01 Nisan 2024 05:30
Fotoğraf:Özer Akdemir / Evrensel
Mart ayının son haftası Manisa Alaşehir’e, Çepeçevre Yaşam çekimleri için gittik. Salihli’den Alaşehir yönüne döndüğümüzde üzüm bağları karşıladı bizleri. Yolun sağı solu sıra sıra hep üzüm bağları ile doluydu. Bulutsuz ve güneşli bir havada, cam gibi berrak bir gökyüzü altında yaptığımız yolculuk manzarası Alaşehir’e yaklaştıkça değişmeye başladı.
Üzüm bağları ile bezeli ovada bize garip gelen bir pus peydahlandı. Karşımızdaki dupduru ova görüntüsü bu pusun ardında silikleşmeye, bulanıklaşmaya durdu. Pus, ovanın ilerisinde belli belirsiz görünen dağların üzerinde gri bir bulut kümesi halinde salınıyordu. Bu garip pusun ve gökyüzünde bölük bölük gördüğümüz gri bulutların sırrını, Alaşehir’in Ayı Dağı’na yaslanmış ilk evleri göründüğünde, Piyadeler köyünün minaresi pusun içinden seçilmeye başladığında çözmüştük...
Üzüm bağlarının içerisinde onlarca gümüş renkli boru dolaşıyor, borular bacasından sürekli duman kusan jeotermal enerji santrallerinin (JES) binalarına sokulup birleşiyordu. Bu JES tesislerinin sadece bacasından değil, her yanından dumanlar fışkırıyordu. Öyle ki ovanın ortasından geçen kara yolunda otomobilimiz ilerlerken bazen tesisler bu dumanların içerisinde kayboluyor, tepelerin yamacına bir top beyaz duman gelip de kurulmuş gibi görünüyordu.
Aydın’ın birçok köyü, kasabasında, hatta kent merkezinin dibinde bu JES’lerle ilgili sorunların haberini yapmış, kentin dört bir yanında topraklarını korumak için direnen köylülerin mücadelelerini izlemiştik. Aydın Ovası son 10-15 yılda kelimenin tam anlamıyla JES’lere karşı bir yaşam savaşı veriyordu. Kentin dağları ise adeta kuvars, feldspat ve kömür madencilerinin istilası altındaydı.

▸ **Verilen görev**
Yukarıdaki Alaşehir yazısına göre şu soruları yanıtlayın:
(a) Manisa Alaşehir'e hangi çekimler için, hangi zaman gidildi?
(b) Üzüm bağlarının içinde dolaşan gümüş renkli borular hangi tesislerin binalarına giriyordu?
(c) Aydın'ın dağları hangi madencilerin istilası altındaydı?

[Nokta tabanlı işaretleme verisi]

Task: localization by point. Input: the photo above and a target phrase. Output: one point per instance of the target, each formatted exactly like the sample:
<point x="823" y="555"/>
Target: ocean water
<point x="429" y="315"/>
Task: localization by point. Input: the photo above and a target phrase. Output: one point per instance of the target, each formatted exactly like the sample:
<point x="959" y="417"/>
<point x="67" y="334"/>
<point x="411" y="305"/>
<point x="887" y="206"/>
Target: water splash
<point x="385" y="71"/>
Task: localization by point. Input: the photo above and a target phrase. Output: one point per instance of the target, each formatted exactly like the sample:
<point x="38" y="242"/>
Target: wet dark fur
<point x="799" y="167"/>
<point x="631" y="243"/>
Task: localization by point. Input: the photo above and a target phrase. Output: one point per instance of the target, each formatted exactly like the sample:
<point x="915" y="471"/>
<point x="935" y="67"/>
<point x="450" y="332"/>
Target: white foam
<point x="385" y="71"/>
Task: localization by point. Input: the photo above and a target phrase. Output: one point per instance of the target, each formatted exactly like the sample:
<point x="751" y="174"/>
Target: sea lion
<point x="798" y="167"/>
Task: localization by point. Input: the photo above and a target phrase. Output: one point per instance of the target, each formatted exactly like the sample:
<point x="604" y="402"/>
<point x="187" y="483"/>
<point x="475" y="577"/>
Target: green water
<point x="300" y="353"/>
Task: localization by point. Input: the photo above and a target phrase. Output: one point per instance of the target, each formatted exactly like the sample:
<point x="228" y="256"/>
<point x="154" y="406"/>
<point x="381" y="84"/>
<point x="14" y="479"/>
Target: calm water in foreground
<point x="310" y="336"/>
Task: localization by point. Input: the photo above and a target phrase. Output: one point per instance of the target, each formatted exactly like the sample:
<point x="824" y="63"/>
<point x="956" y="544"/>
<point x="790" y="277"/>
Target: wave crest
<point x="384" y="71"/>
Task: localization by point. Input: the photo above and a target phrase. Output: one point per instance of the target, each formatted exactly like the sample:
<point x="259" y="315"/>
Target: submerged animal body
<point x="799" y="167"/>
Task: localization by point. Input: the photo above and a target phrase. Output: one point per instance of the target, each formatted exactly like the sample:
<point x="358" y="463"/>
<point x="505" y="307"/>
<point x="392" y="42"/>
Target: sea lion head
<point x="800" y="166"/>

▸ **Alıştırma yanıtı**
(a) Çepeçevre Yaşam çekimleri için, mart ayının son haftası.
(b) Jeotermal enerji santrallerinin (JES).
(c) Kuvars, feldspat ve kömür madencilerinin.